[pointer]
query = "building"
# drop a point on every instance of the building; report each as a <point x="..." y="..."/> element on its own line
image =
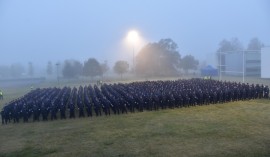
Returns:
<point x="240" y="63"/>
<point x="265" y="57"/>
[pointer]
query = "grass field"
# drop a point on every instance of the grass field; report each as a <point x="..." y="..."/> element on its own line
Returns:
<point x="232" y="129"/>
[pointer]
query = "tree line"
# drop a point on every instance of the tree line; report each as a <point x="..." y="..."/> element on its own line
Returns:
<point x="160" y="58"/>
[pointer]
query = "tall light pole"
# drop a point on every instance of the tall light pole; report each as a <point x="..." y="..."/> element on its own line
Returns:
<point x="133" y="38"/>
<point x="57" y="70"/>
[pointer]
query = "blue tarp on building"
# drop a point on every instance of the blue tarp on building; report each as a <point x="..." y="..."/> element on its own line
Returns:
<point x="209" y="71"/>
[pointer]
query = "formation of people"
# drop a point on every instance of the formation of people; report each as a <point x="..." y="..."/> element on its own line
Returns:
<point x="55" y="103"/>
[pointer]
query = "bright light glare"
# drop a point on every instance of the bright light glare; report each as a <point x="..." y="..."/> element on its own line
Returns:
<point x="133" y="36"/>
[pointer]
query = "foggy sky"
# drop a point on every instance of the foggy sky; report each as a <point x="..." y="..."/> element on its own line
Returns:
<point x="55" y="30"/>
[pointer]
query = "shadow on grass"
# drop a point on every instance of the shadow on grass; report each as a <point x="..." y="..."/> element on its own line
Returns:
<point x="29" y="152"/>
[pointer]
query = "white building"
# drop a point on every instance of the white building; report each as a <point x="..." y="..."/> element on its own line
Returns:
<point x="240" y="63"/>
<point x="265" y="59"/>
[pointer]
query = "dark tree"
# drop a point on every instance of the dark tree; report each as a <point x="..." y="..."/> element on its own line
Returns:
<point x="121" y="67"/>
<point x="92" y="68"/>
<point x="160" y="58"/>
<point x="49" y="68"/>
<point x="255" y="44"/>
<point x="72" y="69"/>
<point x="189" y="63"/>
<point x="30" y="69"/>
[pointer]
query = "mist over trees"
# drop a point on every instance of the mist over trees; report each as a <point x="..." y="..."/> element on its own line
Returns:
<point x="92" y="68"/>
<point x="72" y="69"/>
<point x="104" y="68"/>
<point x="49" y="69"/>
<point x="158" y="59"/>
<point x="121" y="67"/>
<point x="16" y="70"/>
<point x="189" y="63"/>
<point x="30" y="69"/>
<point x="255" y="44"/>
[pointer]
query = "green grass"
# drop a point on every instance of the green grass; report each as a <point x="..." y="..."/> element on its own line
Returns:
<point x="233" y="129"/>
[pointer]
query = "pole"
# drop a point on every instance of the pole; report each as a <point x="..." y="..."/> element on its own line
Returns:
<point x="133" y="60"/>
<point x="219" y="65"/>
<point x="243" y="66"/>
<point x="57" y="69"/>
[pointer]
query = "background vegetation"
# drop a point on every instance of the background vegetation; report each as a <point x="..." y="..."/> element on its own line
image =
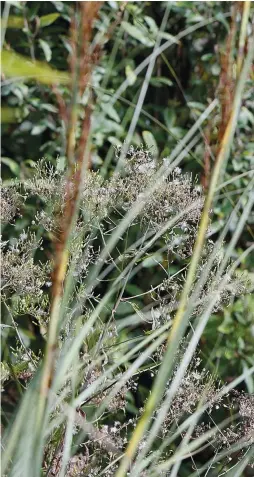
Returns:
<point x="56" y="89"/>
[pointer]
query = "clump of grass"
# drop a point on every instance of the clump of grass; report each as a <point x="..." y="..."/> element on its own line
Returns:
<point x="82" y="409"/>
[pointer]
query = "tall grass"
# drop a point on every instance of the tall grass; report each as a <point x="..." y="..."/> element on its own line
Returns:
<point x="72" y="418"/>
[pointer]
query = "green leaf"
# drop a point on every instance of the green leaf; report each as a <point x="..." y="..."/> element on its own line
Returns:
<point x="136" y="33"/>
<point x="46" y="50"/>
<point x="38" y="129"/>
<point x="13" y="166"/>
<point x="11" y="115"/>
<point x="130" y="75"/>
<point x="14" y="22"/>
<point x="47" y="20"/>
<point x="160" y="81"/>
<point x="152" y="260"/>
<point x="150" y="142"/>
<point x="15" y="65"/>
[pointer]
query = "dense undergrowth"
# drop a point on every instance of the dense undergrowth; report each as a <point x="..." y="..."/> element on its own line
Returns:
<point x="126" y="275"/>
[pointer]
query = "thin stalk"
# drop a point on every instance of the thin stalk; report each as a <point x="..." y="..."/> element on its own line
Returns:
<point x="180" y="322"/>
<point x="243" y="36"/>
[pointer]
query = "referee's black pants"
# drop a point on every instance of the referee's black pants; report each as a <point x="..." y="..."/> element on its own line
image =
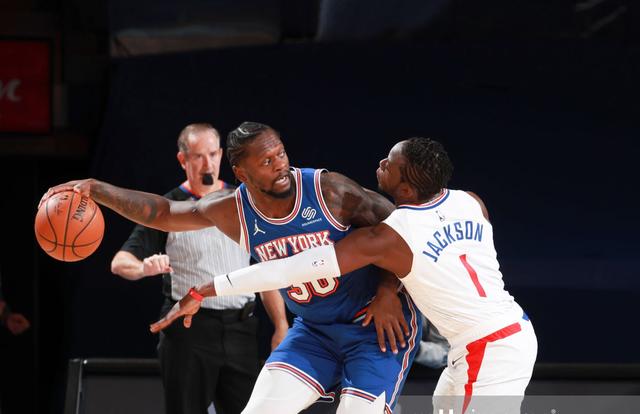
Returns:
<point x="214" y="360"/>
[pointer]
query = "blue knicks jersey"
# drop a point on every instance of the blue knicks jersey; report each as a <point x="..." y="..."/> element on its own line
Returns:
<point x="309" y="224"/>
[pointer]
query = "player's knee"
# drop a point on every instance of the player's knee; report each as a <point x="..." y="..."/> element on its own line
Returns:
<point x="350" y="404"/>
<point x="278" y="392"/>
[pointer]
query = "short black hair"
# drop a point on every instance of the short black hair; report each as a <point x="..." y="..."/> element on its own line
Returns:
<point x="428" y="167"/>
<point x="241" y="136"/>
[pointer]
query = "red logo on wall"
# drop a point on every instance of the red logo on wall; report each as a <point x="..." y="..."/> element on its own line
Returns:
<point x="25" y="86"/>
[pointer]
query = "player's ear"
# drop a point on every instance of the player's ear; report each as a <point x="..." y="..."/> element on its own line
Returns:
<point x="182" y="160"/>
<point x="240" y="173"/>
<point x="407" y="191"/>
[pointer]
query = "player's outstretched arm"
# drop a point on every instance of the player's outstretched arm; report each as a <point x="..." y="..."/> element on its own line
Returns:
<point x="377" y="245"/>
<point x="150" y="210"/>
<point x="353" y="204"/>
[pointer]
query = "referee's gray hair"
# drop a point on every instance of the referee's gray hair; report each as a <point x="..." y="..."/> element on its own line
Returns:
<point x="183" y="144"/>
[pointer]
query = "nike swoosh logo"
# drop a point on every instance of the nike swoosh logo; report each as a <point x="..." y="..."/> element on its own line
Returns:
<point x="456" y="360"/>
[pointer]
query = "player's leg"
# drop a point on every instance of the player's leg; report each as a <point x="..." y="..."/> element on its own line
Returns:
<point x="238" y="375"/>
<point x="297" y="373"/>
<point x="368" y="372"/>
<point x="350" y="403"/>
<point x="279" y="392"/>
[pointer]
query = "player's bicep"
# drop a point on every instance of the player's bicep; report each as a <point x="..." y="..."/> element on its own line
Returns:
<point x="222" y="213"/>
<point x="364" y="246"/>
<point x="353" y="204"/>
<point x="483" y="207"/>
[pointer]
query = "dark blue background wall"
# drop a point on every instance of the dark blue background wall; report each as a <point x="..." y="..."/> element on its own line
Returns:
<point x="543" y="132"/>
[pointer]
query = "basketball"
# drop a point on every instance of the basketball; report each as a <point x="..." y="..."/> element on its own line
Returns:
<point x="69" y="226"/>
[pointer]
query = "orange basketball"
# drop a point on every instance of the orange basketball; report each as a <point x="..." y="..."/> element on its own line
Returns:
<point x="69" y="226"/>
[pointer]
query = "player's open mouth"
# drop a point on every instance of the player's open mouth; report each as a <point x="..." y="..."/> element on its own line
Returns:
<point x="282" y="180"/>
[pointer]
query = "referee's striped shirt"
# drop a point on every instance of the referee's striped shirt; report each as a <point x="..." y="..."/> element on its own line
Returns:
<point x="195" y="256"/>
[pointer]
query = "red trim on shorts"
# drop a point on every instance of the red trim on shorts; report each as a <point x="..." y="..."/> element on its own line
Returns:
<point x="476" y="354"/>
<point x="474" y="276"/>
<point x="325" y="210"/>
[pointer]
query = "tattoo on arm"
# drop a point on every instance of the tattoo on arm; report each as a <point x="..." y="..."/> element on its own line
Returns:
<point x="134" y="205"/>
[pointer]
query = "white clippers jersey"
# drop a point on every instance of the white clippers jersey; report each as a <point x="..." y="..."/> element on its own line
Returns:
<point x="455" y="278"/>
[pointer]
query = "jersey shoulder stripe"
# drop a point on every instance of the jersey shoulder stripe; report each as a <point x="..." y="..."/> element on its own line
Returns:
<point x="444" y="194"/>
<point x="323" y="205"/>
<point x="244" y="233"/>
<point x="297" y="178"/>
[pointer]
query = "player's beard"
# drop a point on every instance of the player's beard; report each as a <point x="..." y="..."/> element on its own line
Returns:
<point x="283" y="194"/>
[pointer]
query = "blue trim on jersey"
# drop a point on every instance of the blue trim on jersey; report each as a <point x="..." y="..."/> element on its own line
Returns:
<point x="426" y="207"/>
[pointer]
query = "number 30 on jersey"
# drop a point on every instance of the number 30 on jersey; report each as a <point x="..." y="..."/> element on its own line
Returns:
<point x="303" y="292"/>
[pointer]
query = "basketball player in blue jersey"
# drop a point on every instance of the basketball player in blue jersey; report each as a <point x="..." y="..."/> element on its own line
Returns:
<point x="439" y="241"/>
<point x="280" y="211"/>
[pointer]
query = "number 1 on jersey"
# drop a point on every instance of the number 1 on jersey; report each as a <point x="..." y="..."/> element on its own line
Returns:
<point x="474" y="275"/>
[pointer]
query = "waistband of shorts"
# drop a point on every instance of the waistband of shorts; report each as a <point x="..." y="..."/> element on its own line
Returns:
<point x="515" y="314"/>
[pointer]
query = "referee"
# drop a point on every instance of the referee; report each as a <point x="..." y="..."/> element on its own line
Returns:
<point x="216" y="360"/>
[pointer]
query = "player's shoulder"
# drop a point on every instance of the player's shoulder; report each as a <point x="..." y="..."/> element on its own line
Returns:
<point x="177" y="194"/>
<point x="470" y="198"/>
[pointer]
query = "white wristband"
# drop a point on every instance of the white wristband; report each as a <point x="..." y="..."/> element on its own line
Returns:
<point x="313" y="264"/>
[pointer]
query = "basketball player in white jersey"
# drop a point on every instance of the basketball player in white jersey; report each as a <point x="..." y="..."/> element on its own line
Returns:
<point x="439" y="242"/>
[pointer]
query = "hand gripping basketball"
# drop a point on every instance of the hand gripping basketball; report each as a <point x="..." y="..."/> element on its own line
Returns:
<point x="69" y="226"/>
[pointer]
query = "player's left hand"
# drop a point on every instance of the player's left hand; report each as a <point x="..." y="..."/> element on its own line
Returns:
<point x="278" y="336"/>
<point x="187" y="307"/>
<point x="387" y="315"/>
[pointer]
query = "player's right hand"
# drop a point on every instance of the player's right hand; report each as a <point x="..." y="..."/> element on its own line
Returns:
<point x="82" y="187"/>
<point x="156" y="264"/>
<point x="187" y="307"/>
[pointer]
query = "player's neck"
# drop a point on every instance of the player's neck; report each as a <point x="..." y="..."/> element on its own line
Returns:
<point x="273" y="207"/>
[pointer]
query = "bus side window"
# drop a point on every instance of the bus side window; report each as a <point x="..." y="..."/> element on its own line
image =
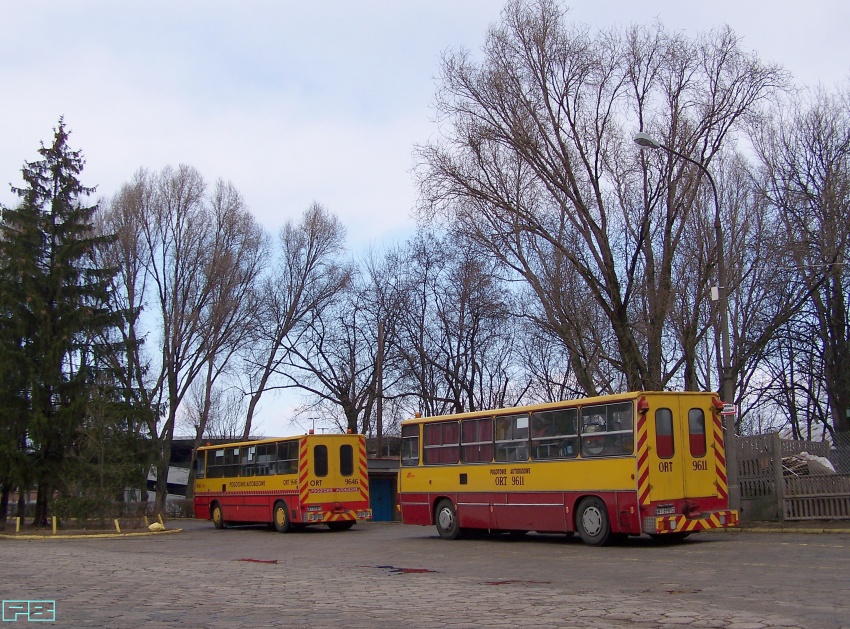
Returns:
<point x="476" y="438"/>
<point x="231" y="462"/>
<point x="215" y="464"/>
<point x="607" y="429"/>
<point x="664" y="433"/>
<point x="346" y="460"/>
<point x="442" y="443"/>
<point x="410" y="445"/>
<point x="512" y="438"/>
<point x="696" y="432"/>
<point x="554" y="434"/>
<point x="287" y="457"/>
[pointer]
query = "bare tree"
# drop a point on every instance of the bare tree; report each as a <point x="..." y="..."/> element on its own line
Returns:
<point x="456" y="333"/>
<point x="805" y="155"/>
<point x="305" y="279"/>
<point x="538" y="159"/>
<point x="190" y="258"/>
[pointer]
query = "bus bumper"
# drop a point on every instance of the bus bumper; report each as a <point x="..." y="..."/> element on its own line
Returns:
<point x="682" y="524"/>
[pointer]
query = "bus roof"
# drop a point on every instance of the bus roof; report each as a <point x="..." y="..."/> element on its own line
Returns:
<point x="528" y="408"/>
<point x="265" y="440"/>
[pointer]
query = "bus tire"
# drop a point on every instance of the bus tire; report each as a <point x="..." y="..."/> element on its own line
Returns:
<point x="592" y="522"/>
<point x="217" y="516"/>
<point x="280" y="516"/>
<point x="445" y="517"/>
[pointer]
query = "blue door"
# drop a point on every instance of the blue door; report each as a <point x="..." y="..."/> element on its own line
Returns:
<point x="381" y="497"/>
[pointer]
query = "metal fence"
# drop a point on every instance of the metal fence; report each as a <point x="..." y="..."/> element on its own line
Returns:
<point x="779" y="482"/>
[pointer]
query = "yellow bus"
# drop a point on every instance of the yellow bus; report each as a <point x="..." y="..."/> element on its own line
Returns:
<point x="605" y="467"/>
<point x="287" y="483"/>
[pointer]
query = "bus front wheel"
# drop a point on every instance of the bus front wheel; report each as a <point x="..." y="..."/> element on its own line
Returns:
<point x="446" y="520"/>
<point x="217" y="516"/>
<point x="281" y="517"/>
<point x="592" y="522"/>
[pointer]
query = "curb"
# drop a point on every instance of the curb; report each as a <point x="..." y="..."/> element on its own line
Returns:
<point x="92" y="536"/>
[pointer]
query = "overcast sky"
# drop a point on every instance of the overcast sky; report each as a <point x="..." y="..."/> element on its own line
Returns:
<point x="295" y="102"/>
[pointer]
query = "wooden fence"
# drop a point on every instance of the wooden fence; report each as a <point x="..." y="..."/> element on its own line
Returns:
<point x="768" y="492"/>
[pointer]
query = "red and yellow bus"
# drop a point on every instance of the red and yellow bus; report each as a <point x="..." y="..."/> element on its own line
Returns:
<point x="287" y="483"/>
<point x="605" y="467"/>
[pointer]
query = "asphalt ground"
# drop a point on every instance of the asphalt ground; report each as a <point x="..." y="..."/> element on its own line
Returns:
<point x="391" y="575"/>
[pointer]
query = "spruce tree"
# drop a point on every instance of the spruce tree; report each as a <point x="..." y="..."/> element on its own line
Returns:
<point x="52" y="309"/>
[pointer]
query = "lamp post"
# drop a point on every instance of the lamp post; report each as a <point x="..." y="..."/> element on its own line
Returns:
<point x="727" y="392"/>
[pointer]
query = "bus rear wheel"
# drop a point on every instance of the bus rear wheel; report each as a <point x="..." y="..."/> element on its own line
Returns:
<point x="281" y="517"/>
<point x="592" y="522"/>
<point x="446" y="520"/>
<point x="217" y="516"/>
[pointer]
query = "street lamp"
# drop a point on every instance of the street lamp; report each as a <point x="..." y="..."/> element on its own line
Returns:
<point x="727" y="393"/>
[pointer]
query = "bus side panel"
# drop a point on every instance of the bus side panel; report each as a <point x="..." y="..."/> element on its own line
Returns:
<point x="473" y="510"/>
<point x="415" y="509"/>
<point x="201" y="506"/>
<point x="530" y="511"/>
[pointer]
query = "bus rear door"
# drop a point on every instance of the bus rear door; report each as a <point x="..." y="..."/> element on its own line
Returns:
<point x="333" y="478"/>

• • • • •

▸ Task objective
Retrieve every line above holding the word "neck".

▸ Written solution
query = "player's neck"
# drop a point on every instance of the player's neck; report each as a <point x="..." y="..."/> element on its own line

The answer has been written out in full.